++++ MATERIAL FOR THE TASK ++++

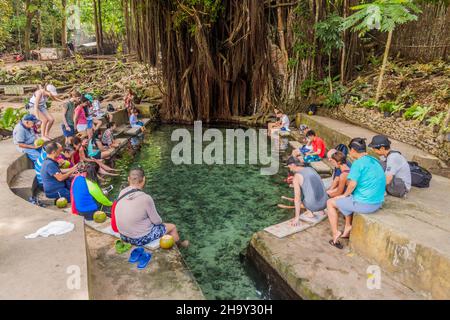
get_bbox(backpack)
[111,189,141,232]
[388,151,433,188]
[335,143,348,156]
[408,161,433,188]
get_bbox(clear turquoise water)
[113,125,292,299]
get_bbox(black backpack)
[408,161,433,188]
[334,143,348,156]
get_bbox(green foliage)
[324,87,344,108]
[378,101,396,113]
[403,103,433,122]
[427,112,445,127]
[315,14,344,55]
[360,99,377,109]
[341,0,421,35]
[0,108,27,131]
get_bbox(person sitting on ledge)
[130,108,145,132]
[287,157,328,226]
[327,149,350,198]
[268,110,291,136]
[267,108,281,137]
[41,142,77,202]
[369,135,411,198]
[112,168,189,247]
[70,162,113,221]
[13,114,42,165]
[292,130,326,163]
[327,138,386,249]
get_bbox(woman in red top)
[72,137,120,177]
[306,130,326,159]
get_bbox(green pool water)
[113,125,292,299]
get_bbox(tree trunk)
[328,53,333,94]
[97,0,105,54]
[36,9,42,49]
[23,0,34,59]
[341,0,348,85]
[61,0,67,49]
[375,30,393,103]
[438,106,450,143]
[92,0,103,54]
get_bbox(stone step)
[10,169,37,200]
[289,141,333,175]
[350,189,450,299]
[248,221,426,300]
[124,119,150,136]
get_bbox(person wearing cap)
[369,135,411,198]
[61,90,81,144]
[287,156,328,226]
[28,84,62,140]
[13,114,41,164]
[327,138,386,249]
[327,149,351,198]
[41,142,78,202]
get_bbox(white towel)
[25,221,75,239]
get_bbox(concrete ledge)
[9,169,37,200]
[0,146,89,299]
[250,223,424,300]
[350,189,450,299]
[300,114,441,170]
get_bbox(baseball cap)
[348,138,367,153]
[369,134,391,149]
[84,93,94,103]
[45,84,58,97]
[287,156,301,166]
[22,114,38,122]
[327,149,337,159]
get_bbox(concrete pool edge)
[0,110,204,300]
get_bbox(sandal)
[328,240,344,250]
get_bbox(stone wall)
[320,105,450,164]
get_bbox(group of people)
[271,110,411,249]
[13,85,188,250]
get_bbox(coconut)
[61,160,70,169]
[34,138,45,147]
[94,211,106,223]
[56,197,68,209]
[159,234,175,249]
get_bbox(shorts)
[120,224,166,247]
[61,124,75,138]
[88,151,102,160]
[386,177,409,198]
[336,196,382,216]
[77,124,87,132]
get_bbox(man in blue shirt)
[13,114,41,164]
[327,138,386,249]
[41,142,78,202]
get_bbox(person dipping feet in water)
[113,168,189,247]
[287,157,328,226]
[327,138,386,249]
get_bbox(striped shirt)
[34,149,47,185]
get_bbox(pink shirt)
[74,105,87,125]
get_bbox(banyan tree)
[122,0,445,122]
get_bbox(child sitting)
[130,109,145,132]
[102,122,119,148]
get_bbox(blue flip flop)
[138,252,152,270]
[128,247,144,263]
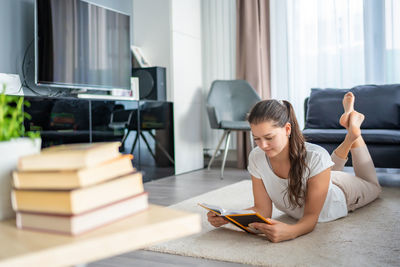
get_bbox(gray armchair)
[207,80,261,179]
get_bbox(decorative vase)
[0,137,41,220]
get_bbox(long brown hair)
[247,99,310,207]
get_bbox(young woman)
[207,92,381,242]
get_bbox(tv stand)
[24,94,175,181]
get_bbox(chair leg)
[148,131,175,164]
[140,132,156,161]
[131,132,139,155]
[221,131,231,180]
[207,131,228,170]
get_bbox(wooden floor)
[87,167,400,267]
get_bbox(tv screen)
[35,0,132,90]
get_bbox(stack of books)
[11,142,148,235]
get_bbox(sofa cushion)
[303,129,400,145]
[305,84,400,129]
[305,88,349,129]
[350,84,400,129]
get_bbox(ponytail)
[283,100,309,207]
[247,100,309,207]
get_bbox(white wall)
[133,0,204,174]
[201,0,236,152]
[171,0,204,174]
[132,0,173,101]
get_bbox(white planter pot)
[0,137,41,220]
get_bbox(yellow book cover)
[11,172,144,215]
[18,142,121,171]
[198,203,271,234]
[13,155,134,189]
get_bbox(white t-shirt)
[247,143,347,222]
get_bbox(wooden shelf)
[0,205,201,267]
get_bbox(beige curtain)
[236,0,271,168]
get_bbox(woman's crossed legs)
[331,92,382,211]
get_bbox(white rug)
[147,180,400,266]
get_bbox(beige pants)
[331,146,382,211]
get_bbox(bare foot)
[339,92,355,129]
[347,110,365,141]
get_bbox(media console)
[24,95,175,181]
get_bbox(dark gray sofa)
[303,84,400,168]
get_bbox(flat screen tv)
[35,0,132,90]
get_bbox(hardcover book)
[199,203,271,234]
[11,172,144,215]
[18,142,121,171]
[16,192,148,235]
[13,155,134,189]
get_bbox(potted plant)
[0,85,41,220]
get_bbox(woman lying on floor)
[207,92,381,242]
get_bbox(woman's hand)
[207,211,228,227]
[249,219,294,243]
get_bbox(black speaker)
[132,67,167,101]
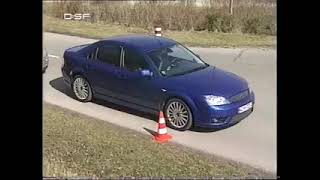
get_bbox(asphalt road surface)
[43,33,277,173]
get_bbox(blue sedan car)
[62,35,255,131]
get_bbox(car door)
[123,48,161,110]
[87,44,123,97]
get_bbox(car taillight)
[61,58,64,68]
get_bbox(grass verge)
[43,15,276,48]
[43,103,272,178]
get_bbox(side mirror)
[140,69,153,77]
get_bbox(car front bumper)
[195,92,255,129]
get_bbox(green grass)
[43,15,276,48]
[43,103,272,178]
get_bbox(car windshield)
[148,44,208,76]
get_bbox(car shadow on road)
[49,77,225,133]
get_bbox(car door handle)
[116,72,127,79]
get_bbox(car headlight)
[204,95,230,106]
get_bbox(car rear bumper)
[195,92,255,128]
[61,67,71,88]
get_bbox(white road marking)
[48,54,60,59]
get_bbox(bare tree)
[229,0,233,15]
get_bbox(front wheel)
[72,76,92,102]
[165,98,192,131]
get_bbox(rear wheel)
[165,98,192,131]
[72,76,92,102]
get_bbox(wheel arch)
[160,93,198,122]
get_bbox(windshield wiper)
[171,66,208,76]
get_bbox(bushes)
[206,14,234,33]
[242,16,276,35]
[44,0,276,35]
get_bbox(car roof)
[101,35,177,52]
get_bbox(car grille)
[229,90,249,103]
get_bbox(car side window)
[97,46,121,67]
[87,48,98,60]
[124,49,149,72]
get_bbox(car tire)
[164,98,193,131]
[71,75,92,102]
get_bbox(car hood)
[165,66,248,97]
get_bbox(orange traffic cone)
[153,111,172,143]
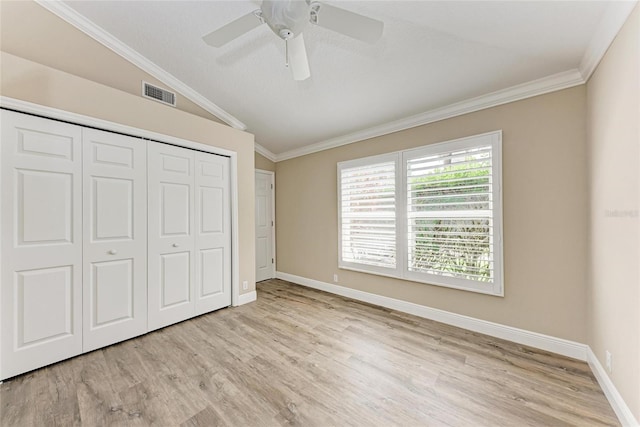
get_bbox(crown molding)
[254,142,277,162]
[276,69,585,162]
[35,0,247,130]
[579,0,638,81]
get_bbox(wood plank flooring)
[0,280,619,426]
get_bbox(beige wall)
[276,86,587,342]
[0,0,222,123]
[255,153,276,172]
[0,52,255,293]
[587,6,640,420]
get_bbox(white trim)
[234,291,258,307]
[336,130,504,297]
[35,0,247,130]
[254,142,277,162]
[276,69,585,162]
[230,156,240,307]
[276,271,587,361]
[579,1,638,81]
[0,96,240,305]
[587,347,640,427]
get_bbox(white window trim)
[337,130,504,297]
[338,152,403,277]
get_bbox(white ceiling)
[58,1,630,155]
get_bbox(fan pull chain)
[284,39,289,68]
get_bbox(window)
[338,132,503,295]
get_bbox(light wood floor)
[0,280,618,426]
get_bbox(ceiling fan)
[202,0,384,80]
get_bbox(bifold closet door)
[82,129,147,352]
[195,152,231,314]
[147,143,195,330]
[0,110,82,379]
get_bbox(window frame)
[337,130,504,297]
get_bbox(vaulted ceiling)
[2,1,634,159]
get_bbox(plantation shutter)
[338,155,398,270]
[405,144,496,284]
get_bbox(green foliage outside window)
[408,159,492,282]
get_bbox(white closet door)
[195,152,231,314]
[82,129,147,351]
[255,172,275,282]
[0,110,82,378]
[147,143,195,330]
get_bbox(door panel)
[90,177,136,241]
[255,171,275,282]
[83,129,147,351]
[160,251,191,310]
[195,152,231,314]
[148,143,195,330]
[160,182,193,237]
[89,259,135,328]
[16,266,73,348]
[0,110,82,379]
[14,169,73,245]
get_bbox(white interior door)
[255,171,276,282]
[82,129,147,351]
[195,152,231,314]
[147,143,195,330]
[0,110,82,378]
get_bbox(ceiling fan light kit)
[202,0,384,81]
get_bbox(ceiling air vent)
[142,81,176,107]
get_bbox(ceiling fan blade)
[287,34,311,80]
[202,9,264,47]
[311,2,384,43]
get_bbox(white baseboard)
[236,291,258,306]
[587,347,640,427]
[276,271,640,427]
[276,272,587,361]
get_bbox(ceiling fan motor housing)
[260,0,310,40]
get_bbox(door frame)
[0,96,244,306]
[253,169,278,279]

++++

| EXERCISE TASK |
Reproduce verbatim everything from the line containing "get_bbox(ceiling fan motor housing)" down to the end of the records.

| RESPONSE |
get_bbox(ceiling fan motor housing)
[260,0,310,40]
get_bbox(door frame)
[0,96,244,306]
[253,169,278,279]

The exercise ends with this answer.